Direction ->
Reproduce, word for word, the lines of the data below starting with the line containing "BATCH JOB #2094 — Class: driftwood" and continuing through the end of the data, including both that line and the last one.

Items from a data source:
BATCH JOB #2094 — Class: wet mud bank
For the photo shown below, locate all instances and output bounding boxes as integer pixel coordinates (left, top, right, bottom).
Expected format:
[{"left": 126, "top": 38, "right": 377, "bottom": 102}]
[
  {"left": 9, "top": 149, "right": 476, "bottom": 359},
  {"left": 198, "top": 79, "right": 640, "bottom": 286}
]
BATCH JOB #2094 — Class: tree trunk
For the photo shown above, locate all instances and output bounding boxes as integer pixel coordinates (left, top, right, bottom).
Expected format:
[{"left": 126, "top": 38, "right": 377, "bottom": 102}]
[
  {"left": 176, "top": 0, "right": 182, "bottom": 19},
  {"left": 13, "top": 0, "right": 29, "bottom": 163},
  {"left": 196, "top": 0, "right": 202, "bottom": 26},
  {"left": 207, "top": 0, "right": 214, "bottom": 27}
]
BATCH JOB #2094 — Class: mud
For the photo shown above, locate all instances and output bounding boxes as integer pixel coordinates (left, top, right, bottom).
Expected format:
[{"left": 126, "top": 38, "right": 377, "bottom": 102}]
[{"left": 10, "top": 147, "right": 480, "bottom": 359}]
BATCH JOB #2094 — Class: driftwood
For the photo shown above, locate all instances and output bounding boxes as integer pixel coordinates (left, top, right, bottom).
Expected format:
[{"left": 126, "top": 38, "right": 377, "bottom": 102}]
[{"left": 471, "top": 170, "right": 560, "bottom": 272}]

Result below ->
BATCH JOB #2094 — Class: driftwood
For the photo shown above, locate all instances and output bounding boxes as integer pixel coordinates (left, top, right, bottom).
Expected format:
[{"left": 126, "top": 38, "right": 377, "bottom": 102}]
[{"left": 471, "top": 170, "right": 560, "bottom": 272}]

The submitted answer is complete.